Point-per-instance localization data

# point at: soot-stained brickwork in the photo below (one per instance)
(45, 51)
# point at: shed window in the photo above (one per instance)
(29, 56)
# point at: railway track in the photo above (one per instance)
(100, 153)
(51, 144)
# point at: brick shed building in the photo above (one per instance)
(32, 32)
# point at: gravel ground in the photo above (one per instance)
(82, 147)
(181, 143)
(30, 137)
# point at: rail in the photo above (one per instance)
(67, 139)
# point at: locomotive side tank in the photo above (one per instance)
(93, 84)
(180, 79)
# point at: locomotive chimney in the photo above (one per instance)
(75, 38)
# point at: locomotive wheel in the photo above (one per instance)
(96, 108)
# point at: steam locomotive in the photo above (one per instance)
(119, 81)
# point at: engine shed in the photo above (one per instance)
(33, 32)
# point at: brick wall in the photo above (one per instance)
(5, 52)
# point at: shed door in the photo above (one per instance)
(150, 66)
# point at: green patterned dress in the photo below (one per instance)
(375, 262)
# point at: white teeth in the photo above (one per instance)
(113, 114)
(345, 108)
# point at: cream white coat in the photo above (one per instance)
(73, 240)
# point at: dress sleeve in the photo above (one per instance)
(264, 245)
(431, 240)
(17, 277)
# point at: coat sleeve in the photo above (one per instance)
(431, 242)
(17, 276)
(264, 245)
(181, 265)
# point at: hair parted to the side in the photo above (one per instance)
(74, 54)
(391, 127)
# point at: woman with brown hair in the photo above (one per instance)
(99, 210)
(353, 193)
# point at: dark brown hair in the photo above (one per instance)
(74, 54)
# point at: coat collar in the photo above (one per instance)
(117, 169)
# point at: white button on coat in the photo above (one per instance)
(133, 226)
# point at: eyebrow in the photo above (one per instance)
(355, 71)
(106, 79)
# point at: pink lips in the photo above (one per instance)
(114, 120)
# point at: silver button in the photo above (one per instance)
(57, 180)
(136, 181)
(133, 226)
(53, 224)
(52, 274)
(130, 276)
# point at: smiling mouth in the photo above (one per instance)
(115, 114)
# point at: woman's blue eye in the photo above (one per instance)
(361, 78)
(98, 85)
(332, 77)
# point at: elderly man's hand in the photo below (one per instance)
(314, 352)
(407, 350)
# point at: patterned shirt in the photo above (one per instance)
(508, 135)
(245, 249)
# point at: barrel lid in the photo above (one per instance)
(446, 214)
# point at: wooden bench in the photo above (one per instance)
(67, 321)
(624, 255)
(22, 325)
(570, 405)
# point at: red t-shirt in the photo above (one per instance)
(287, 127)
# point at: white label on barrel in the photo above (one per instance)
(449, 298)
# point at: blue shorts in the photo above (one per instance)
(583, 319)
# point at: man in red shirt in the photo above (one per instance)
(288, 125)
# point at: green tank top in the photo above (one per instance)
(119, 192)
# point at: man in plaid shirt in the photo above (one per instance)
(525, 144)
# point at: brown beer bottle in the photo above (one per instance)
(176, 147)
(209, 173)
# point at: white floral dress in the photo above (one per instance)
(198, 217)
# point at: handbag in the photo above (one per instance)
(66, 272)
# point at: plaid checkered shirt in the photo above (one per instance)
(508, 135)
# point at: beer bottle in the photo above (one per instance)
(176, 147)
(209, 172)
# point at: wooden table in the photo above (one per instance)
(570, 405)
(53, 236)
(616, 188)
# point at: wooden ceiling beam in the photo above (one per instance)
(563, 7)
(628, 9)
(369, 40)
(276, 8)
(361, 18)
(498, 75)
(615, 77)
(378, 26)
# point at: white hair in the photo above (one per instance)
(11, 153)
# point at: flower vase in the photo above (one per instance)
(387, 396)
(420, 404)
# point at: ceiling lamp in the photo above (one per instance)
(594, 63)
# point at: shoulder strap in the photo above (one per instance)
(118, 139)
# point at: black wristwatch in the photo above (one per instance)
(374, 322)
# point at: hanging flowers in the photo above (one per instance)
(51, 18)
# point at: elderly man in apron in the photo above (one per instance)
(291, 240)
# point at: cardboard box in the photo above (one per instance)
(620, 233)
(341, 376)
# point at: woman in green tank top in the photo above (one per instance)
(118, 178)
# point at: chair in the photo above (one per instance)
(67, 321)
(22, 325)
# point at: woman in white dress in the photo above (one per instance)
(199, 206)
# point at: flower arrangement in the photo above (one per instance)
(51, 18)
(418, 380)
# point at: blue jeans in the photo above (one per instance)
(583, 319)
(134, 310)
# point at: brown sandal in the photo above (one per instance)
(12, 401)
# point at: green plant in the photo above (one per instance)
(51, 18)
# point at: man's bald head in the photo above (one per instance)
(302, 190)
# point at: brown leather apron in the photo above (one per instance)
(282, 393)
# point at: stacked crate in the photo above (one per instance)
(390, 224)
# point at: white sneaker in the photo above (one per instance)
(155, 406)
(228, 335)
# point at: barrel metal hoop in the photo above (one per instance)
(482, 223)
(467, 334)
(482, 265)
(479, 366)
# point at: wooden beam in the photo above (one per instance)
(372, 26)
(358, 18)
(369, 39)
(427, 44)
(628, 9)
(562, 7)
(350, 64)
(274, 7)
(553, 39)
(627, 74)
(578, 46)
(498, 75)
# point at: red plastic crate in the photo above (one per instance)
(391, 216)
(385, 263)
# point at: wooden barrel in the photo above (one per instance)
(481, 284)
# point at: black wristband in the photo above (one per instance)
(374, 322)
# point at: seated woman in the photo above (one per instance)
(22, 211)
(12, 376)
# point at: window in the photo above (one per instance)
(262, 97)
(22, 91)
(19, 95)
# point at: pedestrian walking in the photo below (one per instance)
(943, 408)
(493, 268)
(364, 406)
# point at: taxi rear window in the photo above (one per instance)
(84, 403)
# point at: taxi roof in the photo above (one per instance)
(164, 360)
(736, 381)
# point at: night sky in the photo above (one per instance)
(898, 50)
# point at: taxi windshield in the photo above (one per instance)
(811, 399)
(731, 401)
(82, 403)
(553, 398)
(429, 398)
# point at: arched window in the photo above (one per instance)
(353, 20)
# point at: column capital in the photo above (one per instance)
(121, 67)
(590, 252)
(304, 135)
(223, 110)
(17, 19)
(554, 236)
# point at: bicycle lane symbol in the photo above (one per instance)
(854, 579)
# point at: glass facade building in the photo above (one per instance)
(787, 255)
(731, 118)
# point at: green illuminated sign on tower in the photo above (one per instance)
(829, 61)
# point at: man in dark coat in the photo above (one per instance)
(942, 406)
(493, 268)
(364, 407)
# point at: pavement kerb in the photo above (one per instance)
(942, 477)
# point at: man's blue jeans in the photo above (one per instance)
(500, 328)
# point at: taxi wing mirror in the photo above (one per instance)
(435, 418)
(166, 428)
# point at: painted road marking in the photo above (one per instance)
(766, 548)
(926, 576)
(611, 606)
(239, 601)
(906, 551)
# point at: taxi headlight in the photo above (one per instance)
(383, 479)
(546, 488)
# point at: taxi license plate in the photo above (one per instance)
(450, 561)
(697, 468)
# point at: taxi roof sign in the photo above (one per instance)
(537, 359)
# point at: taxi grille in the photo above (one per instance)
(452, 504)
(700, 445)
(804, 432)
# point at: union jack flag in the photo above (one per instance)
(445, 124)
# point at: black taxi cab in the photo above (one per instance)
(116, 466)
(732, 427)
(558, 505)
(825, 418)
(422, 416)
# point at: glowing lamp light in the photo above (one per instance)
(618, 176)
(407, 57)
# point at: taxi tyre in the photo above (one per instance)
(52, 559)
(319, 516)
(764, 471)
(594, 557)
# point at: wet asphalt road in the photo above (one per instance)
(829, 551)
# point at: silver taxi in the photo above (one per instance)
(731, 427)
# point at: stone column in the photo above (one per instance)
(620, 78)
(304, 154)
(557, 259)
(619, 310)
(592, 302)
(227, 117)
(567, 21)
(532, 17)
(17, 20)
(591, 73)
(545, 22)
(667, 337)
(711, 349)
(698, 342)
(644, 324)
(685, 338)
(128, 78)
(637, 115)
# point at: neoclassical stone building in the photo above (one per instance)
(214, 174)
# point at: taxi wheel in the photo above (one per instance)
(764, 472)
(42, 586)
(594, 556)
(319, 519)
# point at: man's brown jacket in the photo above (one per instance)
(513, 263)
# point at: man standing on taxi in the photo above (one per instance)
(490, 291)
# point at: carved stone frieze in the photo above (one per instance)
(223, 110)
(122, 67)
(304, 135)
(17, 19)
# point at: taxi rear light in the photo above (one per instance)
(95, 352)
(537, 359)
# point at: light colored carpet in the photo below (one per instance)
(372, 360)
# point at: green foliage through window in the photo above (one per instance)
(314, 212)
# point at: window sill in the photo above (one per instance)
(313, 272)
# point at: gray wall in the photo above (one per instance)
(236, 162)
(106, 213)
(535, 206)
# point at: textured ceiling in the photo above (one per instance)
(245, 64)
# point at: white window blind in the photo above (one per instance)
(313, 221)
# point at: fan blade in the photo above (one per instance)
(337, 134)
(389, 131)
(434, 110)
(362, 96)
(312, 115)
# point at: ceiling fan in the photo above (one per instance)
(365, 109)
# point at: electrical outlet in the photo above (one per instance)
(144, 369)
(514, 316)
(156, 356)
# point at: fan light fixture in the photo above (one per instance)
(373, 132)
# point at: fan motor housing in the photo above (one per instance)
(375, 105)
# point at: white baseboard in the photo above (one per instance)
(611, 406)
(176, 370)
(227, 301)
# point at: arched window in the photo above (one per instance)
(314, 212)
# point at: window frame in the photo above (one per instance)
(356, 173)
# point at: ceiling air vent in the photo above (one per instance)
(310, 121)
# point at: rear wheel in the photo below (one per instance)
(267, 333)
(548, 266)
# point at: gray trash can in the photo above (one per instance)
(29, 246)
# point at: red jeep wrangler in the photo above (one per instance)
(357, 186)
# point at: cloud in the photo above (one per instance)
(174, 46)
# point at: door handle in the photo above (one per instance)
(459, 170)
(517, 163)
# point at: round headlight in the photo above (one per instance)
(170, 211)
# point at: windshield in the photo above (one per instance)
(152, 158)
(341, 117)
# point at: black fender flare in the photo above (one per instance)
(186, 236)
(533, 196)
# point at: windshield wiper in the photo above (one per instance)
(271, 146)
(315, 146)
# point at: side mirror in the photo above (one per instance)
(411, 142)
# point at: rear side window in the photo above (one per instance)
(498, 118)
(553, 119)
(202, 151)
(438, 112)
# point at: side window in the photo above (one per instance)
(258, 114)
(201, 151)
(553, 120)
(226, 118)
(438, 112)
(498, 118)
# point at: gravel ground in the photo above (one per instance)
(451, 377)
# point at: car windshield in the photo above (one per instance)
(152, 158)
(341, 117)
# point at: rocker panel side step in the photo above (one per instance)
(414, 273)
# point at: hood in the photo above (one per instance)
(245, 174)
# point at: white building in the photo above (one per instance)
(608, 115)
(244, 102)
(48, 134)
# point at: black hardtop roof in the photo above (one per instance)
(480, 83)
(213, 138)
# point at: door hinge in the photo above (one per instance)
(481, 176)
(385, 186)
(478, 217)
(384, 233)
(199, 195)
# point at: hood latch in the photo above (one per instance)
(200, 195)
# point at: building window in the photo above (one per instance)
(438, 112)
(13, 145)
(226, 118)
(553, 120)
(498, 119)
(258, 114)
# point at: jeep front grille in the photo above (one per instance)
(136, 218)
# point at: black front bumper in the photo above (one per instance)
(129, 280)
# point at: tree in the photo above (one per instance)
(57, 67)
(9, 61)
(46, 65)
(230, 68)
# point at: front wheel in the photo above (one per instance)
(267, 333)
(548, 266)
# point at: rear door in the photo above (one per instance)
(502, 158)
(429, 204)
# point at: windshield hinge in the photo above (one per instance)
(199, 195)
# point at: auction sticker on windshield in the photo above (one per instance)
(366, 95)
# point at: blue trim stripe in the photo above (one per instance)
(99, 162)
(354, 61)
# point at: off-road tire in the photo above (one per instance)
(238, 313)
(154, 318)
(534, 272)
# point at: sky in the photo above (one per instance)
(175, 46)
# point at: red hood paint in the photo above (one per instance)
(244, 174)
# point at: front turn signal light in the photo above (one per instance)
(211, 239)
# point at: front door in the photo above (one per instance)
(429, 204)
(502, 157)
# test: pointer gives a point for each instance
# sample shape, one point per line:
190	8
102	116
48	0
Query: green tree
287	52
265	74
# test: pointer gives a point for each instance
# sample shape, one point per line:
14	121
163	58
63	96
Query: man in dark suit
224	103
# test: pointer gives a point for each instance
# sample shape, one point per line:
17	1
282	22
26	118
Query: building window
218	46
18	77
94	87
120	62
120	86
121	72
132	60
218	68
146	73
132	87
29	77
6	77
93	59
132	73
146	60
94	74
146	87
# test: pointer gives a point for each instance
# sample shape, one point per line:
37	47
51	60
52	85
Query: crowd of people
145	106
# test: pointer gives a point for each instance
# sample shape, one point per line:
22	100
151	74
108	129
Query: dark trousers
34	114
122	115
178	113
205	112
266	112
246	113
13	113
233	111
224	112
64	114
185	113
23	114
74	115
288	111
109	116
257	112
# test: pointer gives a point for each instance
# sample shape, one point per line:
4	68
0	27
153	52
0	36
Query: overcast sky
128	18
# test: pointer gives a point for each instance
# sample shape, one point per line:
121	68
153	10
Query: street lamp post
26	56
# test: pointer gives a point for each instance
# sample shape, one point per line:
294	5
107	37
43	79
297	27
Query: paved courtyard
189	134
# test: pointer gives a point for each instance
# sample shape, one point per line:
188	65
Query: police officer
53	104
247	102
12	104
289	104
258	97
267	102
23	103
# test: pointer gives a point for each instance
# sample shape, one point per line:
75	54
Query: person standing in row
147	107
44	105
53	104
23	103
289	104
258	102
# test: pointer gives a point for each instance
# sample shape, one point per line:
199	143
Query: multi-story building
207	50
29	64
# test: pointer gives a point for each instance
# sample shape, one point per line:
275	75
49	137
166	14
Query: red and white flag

■ **Problem requirements**
Only these are to be transcribed: the line with "Query: paved courtyard" and every line after it through the last line of the entries, each exactly.

■ **Result of this task**
Query: paved courtyard
189	134
# test: pointer gives a point for each instance
# sample shape, one point per line:
188	65
Query: police officer
53	104
247	102
12	104
289	104
258	97
267	102
23	103
# test: pointer gives a point for each instance
# sample shape, one point per line:
75	54
Query: person standing in row
147	107
44	105
53	104
23	103
289	104
258	102
# test: pointer gives a point for each instance
# sample shape, one point per line:
199	143
Query: multi-story building
207	50
29	64
# test: pointer gives a point for each instance
# sample shape, one point per line:
275	75
49	137
166	14
Query: red and white flag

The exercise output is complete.